[PROBLEM REQUIREMENTS] Copy each record exactly as it reads, leaving out any pictures it holds.

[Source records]

START

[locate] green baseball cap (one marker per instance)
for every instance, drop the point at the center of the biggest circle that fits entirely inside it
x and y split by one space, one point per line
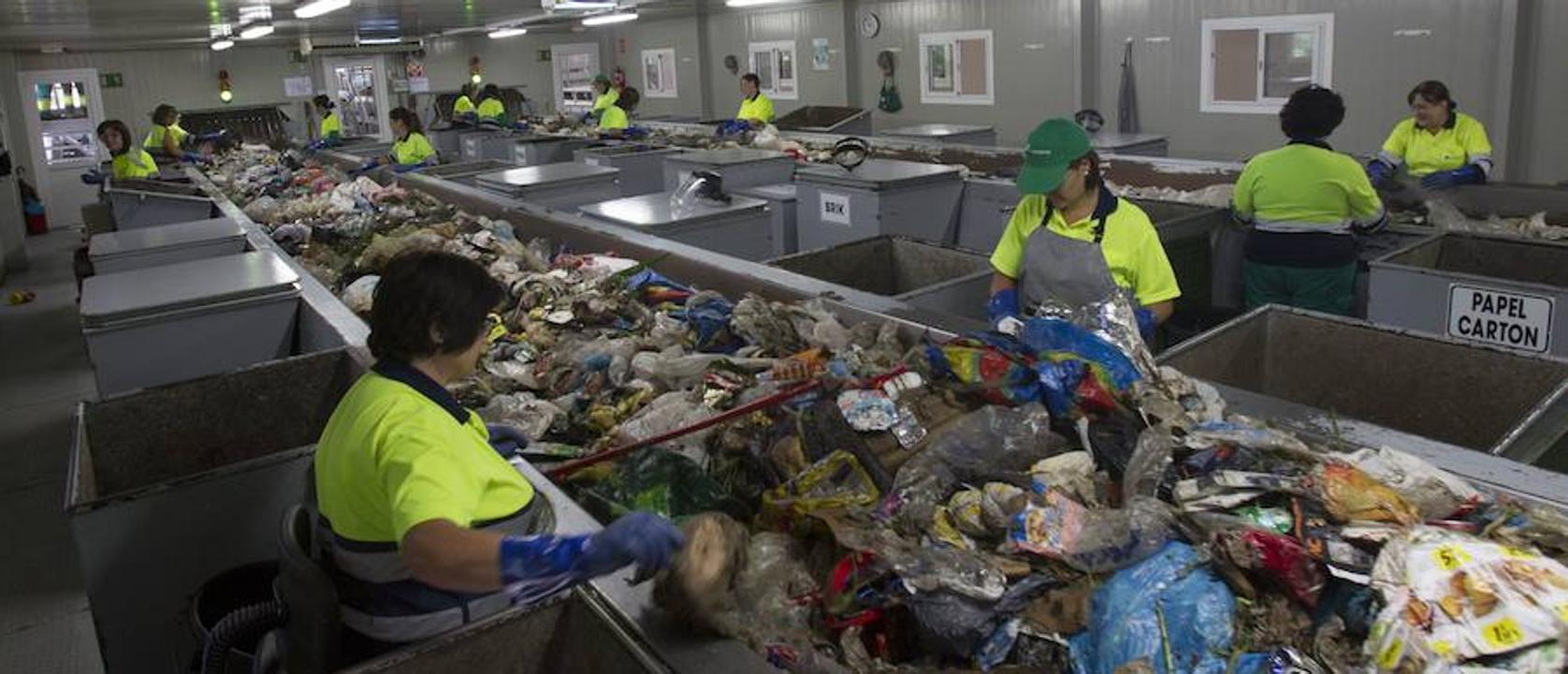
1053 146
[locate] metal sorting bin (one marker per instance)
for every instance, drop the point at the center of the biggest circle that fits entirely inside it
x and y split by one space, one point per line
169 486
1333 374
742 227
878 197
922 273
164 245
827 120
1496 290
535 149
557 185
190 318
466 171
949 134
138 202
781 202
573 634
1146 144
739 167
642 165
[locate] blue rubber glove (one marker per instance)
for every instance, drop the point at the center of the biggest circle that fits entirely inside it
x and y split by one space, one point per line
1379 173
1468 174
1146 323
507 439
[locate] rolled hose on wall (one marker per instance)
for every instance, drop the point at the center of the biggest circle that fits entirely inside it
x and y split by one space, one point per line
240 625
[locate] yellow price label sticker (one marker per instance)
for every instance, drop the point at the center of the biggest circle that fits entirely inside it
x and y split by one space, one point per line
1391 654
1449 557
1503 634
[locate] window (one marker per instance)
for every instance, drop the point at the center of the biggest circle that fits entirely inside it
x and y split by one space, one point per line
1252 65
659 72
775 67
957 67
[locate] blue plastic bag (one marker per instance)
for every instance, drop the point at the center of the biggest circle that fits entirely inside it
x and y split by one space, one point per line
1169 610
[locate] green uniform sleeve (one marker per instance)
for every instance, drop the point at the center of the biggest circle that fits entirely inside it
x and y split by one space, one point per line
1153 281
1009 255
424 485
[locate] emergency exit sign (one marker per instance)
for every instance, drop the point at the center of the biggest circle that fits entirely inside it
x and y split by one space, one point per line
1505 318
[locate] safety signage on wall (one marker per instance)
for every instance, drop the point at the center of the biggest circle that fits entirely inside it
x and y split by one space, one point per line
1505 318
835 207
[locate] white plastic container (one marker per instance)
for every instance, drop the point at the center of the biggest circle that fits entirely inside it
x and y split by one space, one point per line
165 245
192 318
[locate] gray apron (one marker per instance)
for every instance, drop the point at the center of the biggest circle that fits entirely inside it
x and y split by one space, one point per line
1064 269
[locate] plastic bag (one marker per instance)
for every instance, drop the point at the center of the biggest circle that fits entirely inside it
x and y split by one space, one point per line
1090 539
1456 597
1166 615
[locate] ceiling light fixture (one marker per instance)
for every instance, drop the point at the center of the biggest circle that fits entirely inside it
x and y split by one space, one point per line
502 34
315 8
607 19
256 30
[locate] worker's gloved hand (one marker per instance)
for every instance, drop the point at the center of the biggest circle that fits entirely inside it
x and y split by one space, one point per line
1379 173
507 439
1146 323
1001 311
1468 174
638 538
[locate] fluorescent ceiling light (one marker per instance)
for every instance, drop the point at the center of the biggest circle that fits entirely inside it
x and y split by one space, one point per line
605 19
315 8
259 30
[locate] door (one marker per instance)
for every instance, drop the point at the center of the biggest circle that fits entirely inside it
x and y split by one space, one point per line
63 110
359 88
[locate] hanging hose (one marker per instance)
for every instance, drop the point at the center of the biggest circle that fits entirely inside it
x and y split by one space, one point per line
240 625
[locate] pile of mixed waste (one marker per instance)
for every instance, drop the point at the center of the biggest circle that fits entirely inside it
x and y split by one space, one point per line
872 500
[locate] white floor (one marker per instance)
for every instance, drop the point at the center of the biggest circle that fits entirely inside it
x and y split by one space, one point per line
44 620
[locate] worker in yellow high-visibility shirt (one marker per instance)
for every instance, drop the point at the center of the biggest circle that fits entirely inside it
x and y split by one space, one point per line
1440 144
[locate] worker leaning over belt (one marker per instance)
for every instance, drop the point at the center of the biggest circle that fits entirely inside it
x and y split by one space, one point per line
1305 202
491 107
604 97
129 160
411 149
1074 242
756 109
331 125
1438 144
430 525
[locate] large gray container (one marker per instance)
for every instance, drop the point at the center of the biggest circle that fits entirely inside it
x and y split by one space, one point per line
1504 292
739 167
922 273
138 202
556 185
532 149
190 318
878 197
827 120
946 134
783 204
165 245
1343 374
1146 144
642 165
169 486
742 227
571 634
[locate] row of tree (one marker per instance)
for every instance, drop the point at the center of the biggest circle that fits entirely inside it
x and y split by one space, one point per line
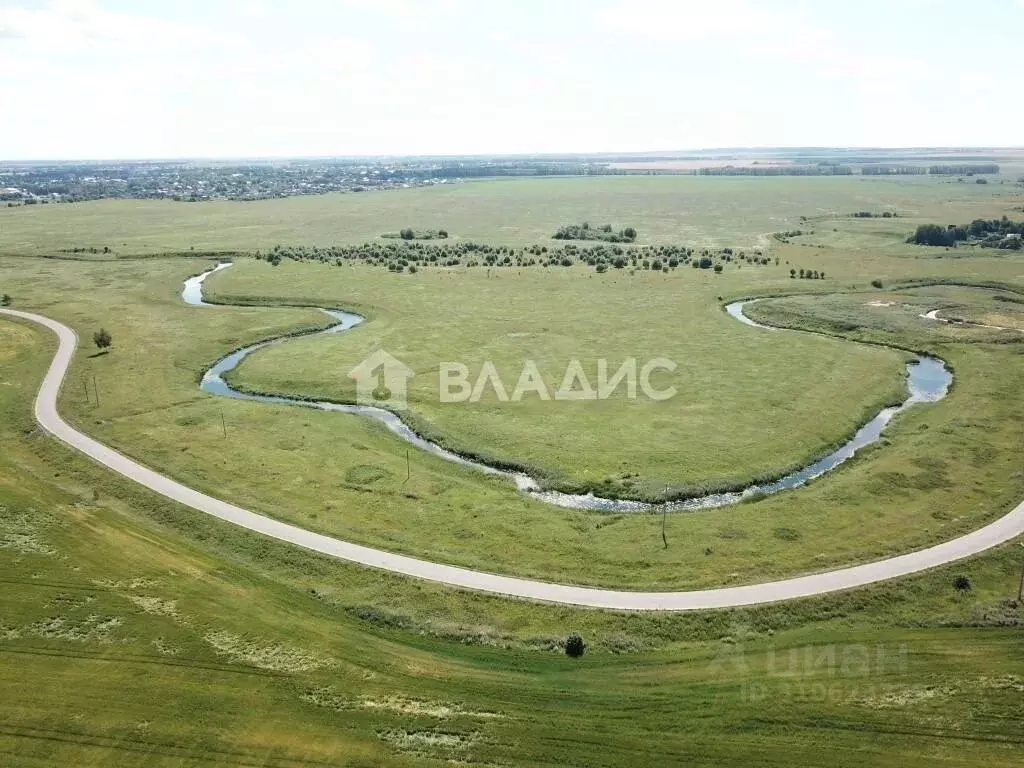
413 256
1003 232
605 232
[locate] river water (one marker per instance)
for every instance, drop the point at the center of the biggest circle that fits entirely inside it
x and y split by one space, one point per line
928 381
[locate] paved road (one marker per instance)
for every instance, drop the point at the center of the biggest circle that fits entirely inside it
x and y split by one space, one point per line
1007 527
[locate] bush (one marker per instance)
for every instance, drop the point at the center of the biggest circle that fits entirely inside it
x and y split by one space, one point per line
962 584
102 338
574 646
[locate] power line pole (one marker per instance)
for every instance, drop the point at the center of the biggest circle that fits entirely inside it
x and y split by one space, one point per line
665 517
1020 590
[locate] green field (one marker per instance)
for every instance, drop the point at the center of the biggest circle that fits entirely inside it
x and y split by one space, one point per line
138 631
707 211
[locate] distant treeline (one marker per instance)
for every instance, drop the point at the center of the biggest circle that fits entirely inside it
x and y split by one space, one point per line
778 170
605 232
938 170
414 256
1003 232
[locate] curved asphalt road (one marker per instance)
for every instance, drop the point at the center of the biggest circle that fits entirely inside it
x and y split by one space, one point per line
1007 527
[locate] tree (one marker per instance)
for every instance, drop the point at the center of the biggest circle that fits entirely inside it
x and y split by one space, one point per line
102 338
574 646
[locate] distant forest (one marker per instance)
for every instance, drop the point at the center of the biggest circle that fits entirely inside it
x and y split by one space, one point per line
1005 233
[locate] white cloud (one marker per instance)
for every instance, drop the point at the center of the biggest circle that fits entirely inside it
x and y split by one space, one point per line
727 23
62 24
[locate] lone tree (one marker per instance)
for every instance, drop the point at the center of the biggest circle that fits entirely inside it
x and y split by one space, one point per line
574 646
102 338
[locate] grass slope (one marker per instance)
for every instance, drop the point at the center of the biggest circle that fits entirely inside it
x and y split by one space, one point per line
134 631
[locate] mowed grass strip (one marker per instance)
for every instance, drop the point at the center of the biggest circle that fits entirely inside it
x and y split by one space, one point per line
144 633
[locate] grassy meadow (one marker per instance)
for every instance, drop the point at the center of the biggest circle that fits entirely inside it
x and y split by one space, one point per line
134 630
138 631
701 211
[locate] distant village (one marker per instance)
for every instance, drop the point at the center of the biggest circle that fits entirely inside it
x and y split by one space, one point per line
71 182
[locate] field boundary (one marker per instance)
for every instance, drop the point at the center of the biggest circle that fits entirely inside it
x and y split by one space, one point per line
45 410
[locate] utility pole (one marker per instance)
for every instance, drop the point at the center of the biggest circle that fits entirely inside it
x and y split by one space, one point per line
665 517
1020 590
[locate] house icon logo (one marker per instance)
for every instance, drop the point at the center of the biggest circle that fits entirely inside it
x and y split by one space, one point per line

END

[SOLUTION TO THIS TASK]
[locate] green baseball cap (one marker per instance)
for every instance, drop the point at the center of the biggest circle that fits entirely inside it
x and y split by one space, one point per line
1053 146
[locate] metal sorting bin (one marker per instance)
for every instance, drop the point at the center of the biggest circle that fits entirely inside it
x and y split by one space, one point per line
169 486
1333 374
742 227
878 197
922 273
164 245
827 120
1496 290
535 149
557 185
190 318
466 171
949 134
138 202
781 202
573 634
1146 144
739 167
642 165
[locate] blue rubber glove (one marker per instance)
for every instance, drop the point at the center of the biggest circle that fits entirely inside it
x and y split by one space, one point per line
1379 173
1468 174
1146 323
507 439
[locate] rolled hose on wall (one marker per instance)
for every instance, drop the point at the center of the biggest circle that fits entirely inside it
x and y split by one space, one point per line
240 625
[locate] yellow price label sticker (one marker per instance)
for every instance, drop the point at the center of the biggest circle that fits entirely inside it
x and y split by one space, one point per line
1391 654
1449 557
1503 634
[locate] window (one marker per instance)
for every instance, drop the point at the center of the biggest circle that fits entirely inside it
x and y split by one space, one point per line
1252 65
659 72
775 67
957 67
[locate] blue plastic bag (one marker per instance)
for every instance, drop the point at the center of the biggest circle that fits entirely inside it
x and y split by one space, one point per line
1169 610
[locate] green uniform sleeve (one marker per instance)
for every instance, drop the point at the center of the biggest circle that fits entirely inside it
x and y split by one space, one point per line
1153 281
1009 255
424 485
[locate] emergency exit sign (one marker per instance)
for every instance, drop the point at the center of the biggest circle that fits entirely inside it
x and y split by one space, one point per line
1505 318
[locate] safety signage on wall (one marker per instance)
for every instance, drop the point at the center of the biggest circle that fits entirely inside it
x and y split by one space, one point per line
1505 318
835 207
[locate] white plastic container (one marker per instance)
for every instance, drop the point at the center of the biggest circle that fits entirely inside it
x and y split by one space, one point per line
165 245
192 318
[locate] gray apron (one marker per instance)
for every instance, drop the point at the center of the biggest circle that fits entirely inside it
x and y split by one space, one point per line
1064 269
[locate] plastic bag (one marker per instance)
for every instance, drop the point at the center of the biggest circle that fits entirely inside it
x and y split by one space, one point per line
1090 539
1456 597
1166 615
[locate] ceiling light fixture (one marker per instance)
for every instance, drop the point at the center of the biggest circle that fits entirely inside it
x and y split by one space, one point per line
502 34
315 8
607 19
256 30
[locate] worker's gloved hand (one marker per instance)
for every instance, drop the point at the center of the biggest circle that fits entirely inside it
x and y split by one space, one point per line
1379 173
507 439
1146 323
1001 311
1468 174
638 538
[locate] fluorescent ceiling light (one marker per instance)
for every instance, drop the point at the center of the biggest circle that fits entirely inside it
x and y split by one space, one point per line
605 19
315 8
259 30
[locate] door (one marker per instance)
for every instance, drop the point at the center of the biggest circle that fits entirely inside it
x and y split by one space, one point per line
63 110
359 88
[locate] hanging hose (one marker per instance)
for every instance, drop the point at the center of the biggest circle that fits entirely inside it
x and y split by one space, one point per line
240 625
[locate] pile of mixed waste (one marker per instance)
for every instance, drop the point at the center of the biggest circle that fits entirely inside it
x and y split by one space, one point per line
872 500
[locate] white floor (one marker per instance)
for every instance, drop the point at the center of the biggest circle that fits entirely inside it
x and y split by one space, one point per line
44 620
[locate] worker in yellow high-visibility shirt (one marker per instance)
for every instance, drop the point at the center of the biggest circle that fits entirely inside it
x and y split by one space, one point per line
1440 144
[locate] worker leaning over belt (one marker per instance)
for every instance, drop the point at the center of the biggest circle that fits entirely inside it
x and y split by one space, one point per line
1305 202
491 107
604 97
129 160
411 149
1074 242
756 109
331 125
1438 144
430 525
[locate] large gray container (one marker per instance)
for every instance, drop the point at the center of the biggest circle that fits entirely inside it
x and y split by one space, one point per line
1504 292
739 167
922 273
138 202
556 185
532 149
190 318
878 197
827 120
946 134
783 204
165 245
1343 374
1146 144
642 165
169 486
742 227
571 634
[locate] row of tree (one marker per instance)
for every instance, drop the point at the center of the biggest circle that fits entirely inside it
x and y split by one space, one point per line
413 256
1003 232
605 232
[locate] river water (one marker per instance)
for every instance, drop the point at the center of the biggest circle that fits entirely inside it
x and y split by one space, one point per line
928 381
[locate] paved road (one marker per instance)
for every instance, drop the point at the center of the biggest circle that fits entirely inside it
x and y split by one space, one point per line
1007 527
[locate] bush (one marker per instance)
for every instance, drop the point at the center of the biggest circle that fits entirely inside it
x and y split by one space, one point per line
962 584
102 338
574 646
[locate] power line pole (one marker per instance)
for every instance, drop the point at the center of the biggest circle that fits entirely inside it
x and y split by one space, one point per line
665 517
1020 590
[locate] green field (one marker per instance)
for every instance, drop the point at the center of the biggest circle that fits entirely inside it
x and y split by one space, one point per line
138 631
707 211
[locate] distant treeline (one marker per instance)
for every instance, drop the point at the center of the biggest circle that fits entirely inside it
x and y split by one space, one point per line
778 170
605 232
938 170
414 256
1003 232
[locate] curved asphalt road (one marker per instance)
for every instance, drop the point at the center of the biggest circle that fits entirely inside it
x and y split by one space, one point per line
1007 527
[locate] tree (one marker per instance)
for every instance, drop the point at the center of the biggest circle that fits entirely inside it
x and y split by one space, one point per line
102 338
574 646
[locate] distant forest (one marker per instance)
for every instance, drop the point at the center of the biggest circle that fits entirely inside it
x and y split by one space, one point per line
1005 233
[locate] white cloud (one marker per instance)
for every instance, drop the point at the center of the biggest circle that fits entirely inside it
x and y split by one space, one point per line
727 23
62 24
[locate] lone tree (one marker per instance)
for every instance, drop the point at the center of the biggest circle that fits entirely inside it
x and y split by one space, one point per line
574 646
102 338
[locate] grass slope (one marker per instance)
for every instance, drop the point at the center of the biggest circle that fits entirely inside it
x and y split by one space, one point per line
134 631
[locate] mowed grass strip (one marker per instance)
for every instance, drop the point at the center of the biggest circle that fits entirely inside it
x and y split by one space, one point per line
144 633
[locate] grassy meadow (one marker per instance)
for every instance, drop the point at the center of the biggest circle that fits entirely inside it
x and y split by one space, one point per line
134 630
138 631
701 211
[locate] distant village (one marker per instance)
for every instance, drop the point at the center of the biggest circle that fits entirely inside it
x and y split by one space, one point per line
71 182
[locate] field boundary (one marker per instance)
for every instance, drop the point at the center of the biggest circle that fits entirely inside it
x and y split by one space, one point per line
45 410
[locate] utility pole (one marker per instance)
for every instance, drop the point at the center of the biggest circle that fits entirely inside it
x and y split by one space, one point per line
665 517
1020 590
[locate] house icon logo (one marker per instance)
for every instance, drop the point at the center of the biggest circle that fits entirely inside it
x and y split by one space, one point per line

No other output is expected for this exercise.